● **Given task 1**
Turn the entries, from the first one through the line containing "pixel 467 308", into a Markdown table with the columns Row and Line, leaving out blank lines.

● **Document extract**
(begin)

A strongly lensed Type Ia supernova at z=1.522 yields a cosmology-independent magnification of 5.35 for its final image.

A machine-rendered reading of the paper's core claim, the machinery that carries it, and where it could break.

The paper presents the discovery of SN 2022riv in a multiply imaged galaxy lensed by the cluster RX J2129.7+0005, followed by spectroscopic confirmation as a Type Ia supernova using JWST NIRSpec data. Light-curve fitting with SALT3-NIR extracts the magnification of the last-to-arrive image directly from the observations. This approach tests predictions from six independent lens models while incorporating expected microlensing from the high stellar density near the brightest cluster galaxy. The result offers an independent check on cluster mass distributions that does not rely on cosmological assumptions.

(end)

● **Given task 2**
Reproduce the part of the lensed supernova summary that opens with the words "A machine-rendered reading" and closes with "on cosmological assumptions.".

● **Dataset extract**
(begin)

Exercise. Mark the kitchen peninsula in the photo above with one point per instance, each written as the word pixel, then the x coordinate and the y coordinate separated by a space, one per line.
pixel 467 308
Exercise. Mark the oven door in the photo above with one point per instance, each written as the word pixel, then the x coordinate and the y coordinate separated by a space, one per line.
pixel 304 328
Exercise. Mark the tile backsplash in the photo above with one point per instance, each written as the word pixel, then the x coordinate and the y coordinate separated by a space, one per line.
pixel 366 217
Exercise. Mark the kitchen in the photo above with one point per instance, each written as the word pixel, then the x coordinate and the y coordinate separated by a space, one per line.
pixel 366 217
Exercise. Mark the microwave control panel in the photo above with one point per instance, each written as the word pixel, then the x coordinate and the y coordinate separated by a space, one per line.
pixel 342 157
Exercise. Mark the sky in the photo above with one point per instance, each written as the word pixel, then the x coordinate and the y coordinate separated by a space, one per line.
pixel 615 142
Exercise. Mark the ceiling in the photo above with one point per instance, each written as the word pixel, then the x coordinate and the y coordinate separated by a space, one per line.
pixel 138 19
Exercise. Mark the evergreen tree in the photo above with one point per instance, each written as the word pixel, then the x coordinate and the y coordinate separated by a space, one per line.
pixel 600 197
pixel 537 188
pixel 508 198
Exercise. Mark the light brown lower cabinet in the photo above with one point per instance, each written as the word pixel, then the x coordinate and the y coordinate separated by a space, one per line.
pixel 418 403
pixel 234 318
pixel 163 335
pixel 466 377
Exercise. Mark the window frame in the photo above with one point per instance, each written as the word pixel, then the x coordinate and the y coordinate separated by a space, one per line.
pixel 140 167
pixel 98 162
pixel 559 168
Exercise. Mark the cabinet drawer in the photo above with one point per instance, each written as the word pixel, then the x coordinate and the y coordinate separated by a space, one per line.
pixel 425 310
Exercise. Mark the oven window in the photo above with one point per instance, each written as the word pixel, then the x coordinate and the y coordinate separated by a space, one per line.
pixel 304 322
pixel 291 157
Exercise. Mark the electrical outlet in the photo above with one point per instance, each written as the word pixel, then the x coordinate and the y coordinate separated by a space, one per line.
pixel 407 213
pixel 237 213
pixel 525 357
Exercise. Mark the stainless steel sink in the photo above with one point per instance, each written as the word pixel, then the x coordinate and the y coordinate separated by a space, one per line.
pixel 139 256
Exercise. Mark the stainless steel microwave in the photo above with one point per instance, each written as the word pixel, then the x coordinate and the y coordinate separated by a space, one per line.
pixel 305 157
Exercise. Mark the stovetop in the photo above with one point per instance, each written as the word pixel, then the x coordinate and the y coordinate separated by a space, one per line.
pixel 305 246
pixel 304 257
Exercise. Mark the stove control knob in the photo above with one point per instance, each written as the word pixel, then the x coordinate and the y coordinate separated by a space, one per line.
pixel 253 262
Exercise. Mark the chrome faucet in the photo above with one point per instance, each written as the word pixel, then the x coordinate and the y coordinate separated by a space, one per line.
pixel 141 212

(end)

● **Full answer 1**
| Row | Line |
|---|---|
| 1 | Exercise. Mark the kitchen peninsula in the photo above with one point per instance, each written as the word pixel, then the x coordinate and the y coordinate separated by a space, one per line. |
| 2 | pixel 467 308 |

● **Full answer 2**
A machine-rendered reading of the paper's core claim, the machinery that carries it, and where it could break.

The paper presents the discovery of SN 2022riv in a multiply imaged galaxy lensed by the cluster RX J2129.7+0005, followed by spectroscopic confirmation as a Type Ia supernova using JWST NIRSpec data. Light-curve fitting with SALT3-NIR extracts the magnification of the last-to-arrive image directly from the observations. This approach tests predictions from six independent lens models while incorporating expected microlensing from the high stellar density near the brightest cluster galaxy. The result offers an independent check on cluster mass distributions that does not rely on cosmological assumptions.